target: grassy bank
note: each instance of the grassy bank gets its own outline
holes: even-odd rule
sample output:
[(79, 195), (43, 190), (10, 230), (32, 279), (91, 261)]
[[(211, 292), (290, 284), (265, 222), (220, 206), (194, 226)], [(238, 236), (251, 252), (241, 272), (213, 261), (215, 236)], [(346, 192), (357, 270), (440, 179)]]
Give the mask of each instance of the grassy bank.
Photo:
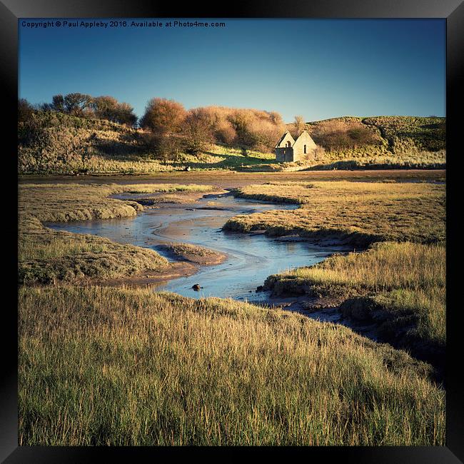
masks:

━━━━

▶ What is being asked: Reproduce the whole listing above word for word, leaving out the picture.

▶ The solution:
target: grassy bank
note: each instance of the grassy bank gets its own outline
holes: even-odd rule
sample output:
[(79, 195), (43, 190), (10, 230), (32, 279), (91, 261)]
[[(211, 292), (290, 284), (265, 222), (220, 206), (194, 226)], [(238, 236), (251, 252), (241, 272), (213, 261), (215, 236)], [(346, 192), (357, 270), (440, 179)]]
Give the mask of each instance of the grassy bank.
Photo:
masks:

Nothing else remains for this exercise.